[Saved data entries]
────────────────
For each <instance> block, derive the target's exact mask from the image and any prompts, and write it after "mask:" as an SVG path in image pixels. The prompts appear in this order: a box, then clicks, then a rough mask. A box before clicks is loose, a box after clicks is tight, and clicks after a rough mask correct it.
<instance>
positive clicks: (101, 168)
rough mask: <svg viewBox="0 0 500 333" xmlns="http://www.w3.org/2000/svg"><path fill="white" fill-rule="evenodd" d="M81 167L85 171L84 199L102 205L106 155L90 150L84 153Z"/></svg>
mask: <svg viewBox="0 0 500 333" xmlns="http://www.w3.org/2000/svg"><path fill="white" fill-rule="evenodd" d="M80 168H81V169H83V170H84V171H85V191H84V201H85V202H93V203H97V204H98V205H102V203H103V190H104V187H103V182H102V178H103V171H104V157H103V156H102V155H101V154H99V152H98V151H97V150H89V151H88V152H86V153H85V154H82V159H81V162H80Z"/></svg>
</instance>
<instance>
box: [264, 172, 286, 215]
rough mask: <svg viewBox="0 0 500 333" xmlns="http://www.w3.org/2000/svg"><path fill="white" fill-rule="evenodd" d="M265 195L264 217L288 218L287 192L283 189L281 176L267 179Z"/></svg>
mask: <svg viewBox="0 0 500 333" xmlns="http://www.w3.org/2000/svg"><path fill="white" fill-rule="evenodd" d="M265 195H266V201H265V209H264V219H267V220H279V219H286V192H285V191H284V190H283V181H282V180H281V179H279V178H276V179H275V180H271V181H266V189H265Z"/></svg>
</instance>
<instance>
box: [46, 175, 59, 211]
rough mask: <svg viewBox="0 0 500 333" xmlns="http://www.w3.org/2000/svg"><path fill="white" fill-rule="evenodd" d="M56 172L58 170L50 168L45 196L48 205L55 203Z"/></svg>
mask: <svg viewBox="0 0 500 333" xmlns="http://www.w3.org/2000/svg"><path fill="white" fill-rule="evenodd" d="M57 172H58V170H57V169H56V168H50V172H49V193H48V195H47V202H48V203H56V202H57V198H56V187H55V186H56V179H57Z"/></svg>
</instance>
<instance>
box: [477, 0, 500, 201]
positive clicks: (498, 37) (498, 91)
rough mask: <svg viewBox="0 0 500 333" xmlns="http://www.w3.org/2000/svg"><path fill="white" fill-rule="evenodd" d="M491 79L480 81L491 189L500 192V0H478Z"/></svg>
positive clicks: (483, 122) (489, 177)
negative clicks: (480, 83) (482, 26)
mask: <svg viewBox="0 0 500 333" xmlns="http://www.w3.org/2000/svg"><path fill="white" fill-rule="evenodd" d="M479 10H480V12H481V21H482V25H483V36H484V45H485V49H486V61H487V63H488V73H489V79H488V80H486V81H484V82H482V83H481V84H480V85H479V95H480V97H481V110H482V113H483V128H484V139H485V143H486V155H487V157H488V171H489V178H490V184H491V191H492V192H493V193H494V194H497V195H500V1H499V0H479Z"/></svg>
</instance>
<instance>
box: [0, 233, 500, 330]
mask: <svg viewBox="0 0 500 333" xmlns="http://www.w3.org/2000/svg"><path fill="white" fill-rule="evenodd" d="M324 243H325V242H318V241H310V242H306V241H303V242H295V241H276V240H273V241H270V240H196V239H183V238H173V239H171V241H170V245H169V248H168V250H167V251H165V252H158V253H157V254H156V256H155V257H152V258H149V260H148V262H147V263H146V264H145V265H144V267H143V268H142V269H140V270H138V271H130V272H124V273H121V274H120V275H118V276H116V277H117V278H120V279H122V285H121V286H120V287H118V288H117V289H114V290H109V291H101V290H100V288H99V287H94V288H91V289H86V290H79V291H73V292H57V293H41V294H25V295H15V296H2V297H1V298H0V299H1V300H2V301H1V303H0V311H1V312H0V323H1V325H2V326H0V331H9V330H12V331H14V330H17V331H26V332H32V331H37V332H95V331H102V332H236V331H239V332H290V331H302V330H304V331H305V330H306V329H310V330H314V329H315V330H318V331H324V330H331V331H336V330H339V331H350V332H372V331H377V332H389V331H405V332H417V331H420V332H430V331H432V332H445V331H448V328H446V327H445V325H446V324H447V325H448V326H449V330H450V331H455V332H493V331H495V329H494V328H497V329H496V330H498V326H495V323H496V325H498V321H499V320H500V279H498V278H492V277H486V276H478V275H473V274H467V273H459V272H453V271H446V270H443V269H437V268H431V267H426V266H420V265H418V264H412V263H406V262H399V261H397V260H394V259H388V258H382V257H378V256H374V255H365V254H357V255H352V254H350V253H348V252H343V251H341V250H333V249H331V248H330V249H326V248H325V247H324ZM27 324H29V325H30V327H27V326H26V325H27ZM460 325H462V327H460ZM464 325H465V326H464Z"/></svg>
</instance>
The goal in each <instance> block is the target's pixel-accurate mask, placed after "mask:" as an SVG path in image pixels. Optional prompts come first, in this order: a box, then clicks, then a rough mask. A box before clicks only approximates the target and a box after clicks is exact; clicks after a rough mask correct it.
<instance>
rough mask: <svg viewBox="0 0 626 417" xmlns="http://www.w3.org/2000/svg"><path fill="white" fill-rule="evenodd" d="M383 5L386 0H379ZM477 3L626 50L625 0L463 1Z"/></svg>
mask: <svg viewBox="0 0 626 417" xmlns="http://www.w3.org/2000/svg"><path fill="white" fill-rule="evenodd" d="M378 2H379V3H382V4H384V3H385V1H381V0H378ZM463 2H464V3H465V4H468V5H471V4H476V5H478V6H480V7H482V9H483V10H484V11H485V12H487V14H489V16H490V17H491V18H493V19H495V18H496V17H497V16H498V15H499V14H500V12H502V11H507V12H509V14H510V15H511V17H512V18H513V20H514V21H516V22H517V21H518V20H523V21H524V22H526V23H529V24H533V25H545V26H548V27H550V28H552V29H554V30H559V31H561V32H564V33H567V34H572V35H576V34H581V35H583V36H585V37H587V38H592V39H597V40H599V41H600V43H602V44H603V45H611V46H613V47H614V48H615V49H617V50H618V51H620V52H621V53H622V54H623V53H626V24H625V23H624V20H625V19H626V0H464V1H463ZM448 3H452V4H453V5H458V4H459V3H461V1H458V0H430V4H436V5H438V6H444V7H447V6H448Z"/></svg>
────────────────
About this exercise:
Reproduce each line from the data that has "positive" in it.

Answer for this exercise:
positive clicks: (101, 168)
positive clicks: (498, 37) (498, 91)
positive clicks: (483, 122) (489, 177)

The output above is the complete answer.